Can you extract the data below word for word, leaving the pictures out of your answer?

* * * *

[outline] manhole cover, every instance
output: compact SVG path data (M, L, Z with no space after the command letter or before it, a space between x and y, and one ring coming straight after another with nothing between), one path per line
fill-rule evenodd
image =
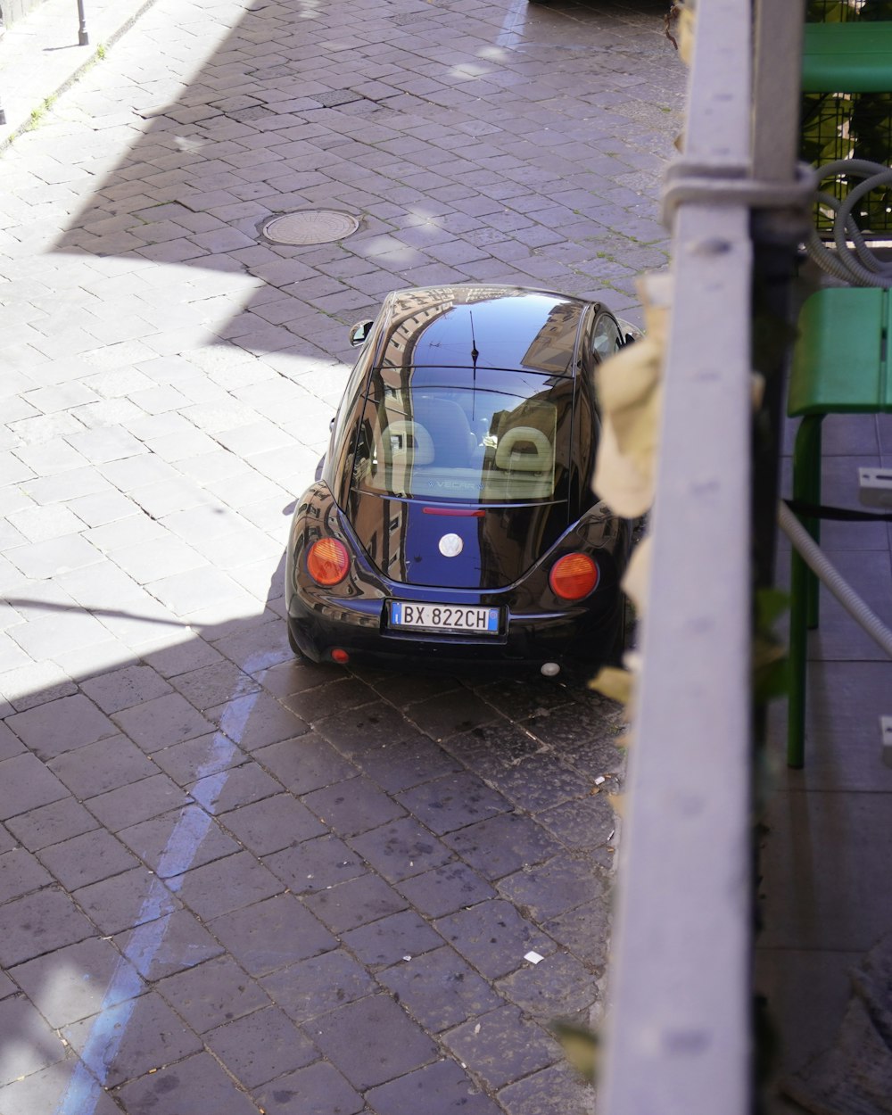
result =
M306 210L269 221L263 229L277 244L329 244L356 232L359 221L337 210Z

* * * *

**REPLY**
[outline] manhole cover, every instance
output: compact SVG path data (M, L, Z with no space after the command letter or before it, a space between x and y, and one ring coming straight after another with nothing between), one path per line
fill-rule evenodd
image =
result =
M306 210L269 221L263 229L277 244L329 244L356 232L359 221L337 210Z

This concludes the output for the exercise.